**PROMPT**:
Rewrite the lines running from the line with "One pin marks each instance of the brick wall." to the line with "[(154, 256)]", changing "gray garage door" to "white garage door" and leaving everything else as it is.

**TASK MATERIAL**:
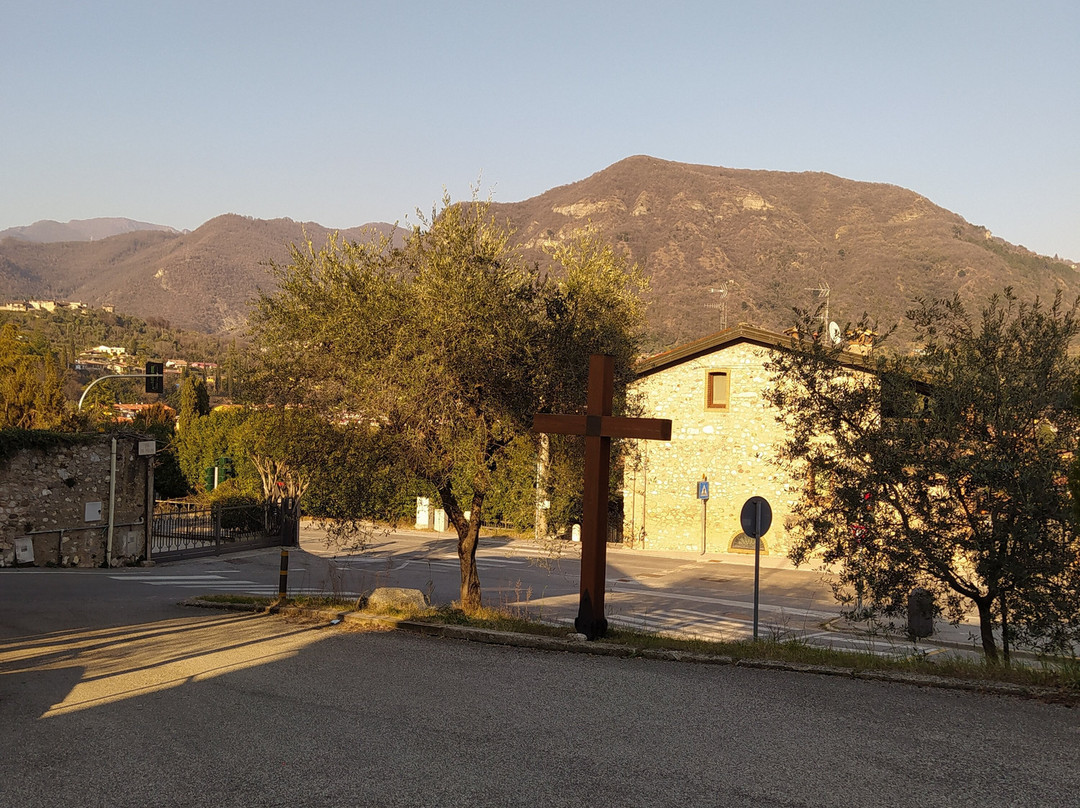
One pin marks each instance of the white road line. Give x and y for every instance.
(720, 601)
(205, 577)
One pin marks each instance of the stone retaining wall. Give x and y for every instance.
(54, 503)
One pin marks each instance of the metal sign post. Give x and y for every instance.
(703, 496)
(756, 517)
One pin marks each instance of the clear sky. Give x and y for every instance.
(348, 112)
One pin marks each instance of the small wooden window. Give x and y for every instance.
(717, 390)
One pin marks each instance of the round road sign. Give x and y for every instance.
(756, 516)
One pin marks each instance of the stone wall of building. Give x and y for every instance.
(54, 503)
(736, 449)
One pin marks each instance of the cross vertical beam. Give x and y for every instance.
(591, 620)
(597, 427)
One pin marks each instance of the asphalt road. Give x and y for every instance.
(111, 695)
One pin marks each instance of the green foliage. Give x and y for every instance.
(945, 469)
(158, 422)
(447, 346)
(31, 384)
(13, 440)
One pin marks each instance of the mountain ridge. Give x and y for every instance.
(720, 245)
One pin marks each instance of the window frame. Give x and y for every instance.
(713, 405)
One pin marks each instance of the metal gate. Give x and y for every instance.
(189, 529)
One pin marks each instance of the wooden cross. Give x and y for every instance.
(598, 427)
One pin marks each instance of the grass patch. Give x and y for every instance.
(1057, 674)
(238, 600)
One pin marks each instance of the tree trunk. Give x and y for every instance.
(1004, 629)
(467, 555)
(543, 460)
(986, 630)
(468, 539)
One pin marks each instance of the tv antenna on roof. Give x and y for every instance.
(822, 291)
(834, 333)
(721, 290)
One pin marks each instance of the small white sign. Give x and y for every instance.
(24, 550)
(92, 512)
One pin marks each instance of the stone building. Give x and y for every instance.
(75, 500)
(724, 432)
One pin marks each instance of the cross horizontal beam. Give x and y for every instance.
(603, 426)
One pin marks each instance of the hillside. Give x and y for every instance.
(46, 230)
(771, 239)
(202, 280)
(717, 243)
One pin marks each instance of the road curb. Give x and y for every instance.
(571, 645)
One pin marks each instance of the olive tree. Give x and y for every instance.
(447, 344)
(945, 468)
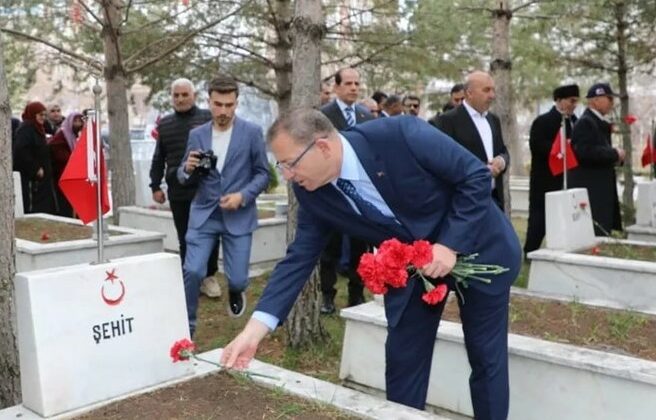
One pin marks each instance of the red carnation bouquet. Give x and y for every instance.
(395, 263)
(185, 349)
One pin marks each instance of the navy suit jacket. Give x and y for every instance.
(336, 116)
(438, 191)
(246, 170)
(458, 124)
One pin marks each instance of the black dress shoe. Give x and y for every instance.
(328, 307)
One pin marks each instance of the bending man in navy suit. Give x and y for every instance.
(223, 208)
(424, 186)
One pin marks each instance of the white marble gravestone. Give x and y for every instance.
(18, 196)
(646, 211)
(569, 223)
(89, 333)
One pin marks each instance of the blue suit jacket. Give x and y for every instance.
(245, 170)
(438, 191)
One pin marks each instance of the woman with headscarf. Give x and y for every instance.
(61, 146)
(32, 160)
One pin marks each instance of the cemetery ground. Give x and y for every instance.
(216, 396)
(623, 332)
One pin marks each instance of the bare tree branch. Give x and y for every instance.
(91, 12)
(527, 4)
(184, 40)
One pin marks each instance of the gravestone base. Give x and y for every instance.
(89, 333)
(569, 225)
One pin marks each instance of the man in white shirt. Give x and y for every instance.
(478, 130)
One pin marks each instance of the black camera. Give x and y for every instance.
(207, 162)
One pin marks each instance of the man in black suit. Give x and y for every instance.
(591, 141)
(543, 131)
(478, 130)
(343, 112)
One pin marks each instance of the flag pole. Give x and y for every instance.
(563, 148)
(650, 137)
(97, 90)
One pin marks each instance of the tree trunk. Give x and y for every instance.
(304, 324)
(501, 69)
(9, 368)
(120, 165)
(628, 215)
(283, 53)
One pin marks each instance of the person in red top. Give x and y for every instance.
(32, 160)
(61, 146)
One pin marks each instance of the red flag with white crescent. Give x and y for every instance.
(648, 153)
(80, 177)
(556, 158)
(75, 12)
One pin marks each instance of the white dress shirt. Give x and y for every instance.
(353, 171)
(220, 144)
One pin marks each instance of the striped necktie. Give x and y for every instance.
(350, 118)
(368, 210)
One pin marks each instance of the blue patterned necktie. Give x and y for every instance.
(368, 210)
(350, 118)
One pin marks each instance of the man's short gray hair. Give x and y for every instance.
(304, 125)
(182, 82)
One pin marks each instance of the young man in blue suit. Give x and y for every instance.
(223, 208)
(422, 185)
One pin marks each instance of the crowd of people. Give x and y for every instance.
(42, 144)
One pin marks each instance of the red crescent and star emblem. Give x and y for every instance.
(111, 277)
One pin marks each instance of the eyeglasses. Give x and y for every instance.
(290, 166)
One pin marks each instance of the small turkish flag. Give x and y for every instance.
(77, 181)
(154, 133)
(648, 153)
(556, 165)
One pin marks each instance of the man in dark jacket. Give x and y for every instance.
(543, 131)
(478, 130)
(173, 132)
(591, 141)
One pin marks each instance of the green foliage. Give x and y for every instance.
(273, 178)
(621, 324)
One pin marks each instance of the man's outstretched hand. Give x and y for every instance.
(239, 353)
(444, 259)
==
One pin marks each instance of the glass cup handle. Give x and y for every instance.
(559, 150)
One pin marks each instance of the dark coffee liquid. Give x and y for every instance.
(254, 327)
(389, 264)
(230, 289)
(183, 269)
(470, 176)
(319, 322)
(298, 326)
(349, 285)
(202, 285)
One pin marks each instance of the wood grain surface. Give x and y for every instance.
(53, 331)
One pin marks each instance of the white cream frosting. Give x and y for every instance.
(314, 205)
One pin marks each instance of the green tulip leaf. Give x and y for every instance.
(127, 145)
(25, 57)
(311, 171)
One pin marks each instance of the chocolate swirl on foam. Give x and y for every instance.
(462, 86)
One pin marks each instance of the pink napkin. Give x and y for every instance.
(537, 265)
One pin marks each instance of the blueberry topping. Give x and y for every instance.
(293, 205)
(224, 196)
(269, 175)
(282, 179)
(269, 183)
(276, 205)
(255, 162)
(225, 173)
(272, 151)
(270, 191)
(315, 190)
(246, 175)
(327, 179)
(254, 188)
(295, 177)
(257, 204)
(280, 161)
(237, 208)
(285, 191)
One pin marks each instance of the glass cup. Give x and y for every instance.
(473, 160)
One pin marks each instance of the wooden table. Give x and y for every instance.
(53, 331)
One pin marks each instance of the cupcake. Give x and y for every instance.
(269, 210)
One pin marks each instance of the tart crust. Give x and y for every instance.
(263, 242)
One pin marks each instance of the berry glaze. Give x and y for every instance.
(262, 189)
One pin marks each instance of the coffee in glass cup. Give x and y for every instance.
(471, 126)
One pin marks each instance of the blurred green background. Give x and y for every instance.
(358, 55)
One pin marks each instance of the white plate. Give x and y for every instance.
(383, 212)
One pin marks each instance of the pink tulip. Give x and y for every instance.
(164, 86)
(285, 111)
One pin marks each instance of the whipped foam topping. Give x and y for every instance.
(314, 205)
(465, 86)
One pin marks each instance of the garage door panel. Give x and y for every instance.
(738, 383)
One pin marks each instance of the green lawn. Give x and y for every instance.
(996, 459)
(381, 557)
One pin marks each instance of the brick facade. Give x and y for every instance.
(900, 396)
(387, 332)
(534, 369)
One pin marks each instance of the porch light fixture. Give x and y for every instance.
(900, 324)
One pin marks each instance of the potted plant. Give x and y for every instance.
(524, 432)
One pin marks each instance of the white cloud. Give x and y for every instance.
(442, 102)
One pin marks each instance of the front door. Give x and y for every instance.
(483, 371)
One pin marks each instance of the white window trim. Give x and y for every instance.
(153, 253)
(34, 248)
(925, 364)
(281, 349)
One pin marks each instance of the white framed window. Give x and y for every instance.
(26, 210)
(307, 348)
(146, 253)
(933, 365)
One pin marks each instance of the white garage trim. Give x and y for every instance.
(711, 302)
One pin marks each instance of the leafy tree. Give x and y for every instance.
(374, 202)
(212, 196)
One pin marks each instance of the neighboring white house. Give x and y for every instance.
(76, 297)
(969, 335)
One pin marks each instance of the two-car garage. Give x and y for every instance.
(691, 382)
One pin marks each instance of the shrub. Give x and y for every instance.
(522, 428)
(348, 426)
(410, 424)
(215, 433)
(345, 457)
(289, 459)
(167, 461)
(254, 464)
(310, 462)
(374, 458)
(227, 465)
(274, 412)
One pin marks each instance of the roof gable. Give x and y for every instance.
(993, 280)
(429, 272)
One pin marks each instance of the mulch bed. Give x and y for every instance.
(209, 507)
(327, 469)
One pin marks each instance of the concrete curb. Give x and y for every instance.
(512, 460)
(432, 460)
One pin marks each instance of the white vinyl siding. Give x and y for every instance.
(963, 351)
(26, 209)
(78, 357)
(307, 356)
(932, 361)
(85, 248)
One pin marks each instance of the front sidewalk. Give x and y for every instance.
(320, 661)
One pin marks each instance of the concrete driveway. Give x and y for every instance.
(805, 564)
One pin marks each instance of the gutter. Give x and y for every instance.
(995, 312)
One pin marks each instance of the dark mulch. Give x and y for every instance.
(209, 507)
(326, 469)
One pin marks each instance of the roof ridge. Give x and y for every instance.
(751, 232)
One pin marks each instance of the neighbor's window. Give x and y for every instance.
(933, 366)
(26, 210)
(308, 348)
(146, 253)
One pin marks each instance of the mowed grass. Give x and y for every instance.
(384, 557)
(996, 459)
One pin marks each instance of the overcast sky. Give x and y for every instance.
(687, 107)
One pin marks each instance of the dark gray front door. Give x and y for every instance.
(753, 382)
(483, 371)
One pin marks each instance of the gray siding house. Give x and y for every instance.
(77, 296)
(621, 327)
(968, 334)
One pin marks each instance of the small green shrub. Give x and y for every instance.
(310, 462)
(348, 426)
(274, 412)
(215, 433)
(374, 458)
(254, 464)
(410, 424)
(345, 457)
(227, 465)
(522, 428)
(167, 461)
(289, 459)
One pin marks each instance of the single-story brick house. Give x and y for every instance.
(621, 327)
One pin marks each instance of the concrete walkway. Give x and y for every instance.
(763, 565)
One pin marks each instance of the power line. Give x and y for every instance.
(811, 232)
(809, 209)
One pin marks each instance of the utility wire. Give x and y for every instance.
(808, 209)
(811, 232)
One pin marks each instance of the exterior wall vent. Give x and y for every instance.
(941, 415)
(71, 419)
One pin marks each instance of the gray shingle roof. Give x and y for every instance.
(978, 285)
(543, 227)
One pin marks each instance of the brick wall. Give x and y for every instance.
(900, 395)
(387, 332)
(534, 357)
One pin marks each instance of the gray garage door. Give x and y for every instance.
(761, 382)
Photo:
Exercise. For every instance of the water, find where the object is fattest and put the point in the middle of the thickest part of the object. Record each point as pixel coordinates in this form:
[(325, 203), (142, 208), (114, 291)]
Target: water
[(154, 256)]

**TASK OUTPUT**:
One pin marks each instance of the brick wall. Give x and y for every instance.
(900, 395)
(387, 332)
(534, 357)
One pin marks each instance of the white garage door. Give x and y for every instance.
(761, 382)
Photo:
Exercise. For every instance of the water, find where the object is fattest and put the point in the middle of the thickest part of the object. Record each point as pixel coordinates in this form:
[(325, 203), (142, 208), (114, 291)]
Target: water
[(154, 256)]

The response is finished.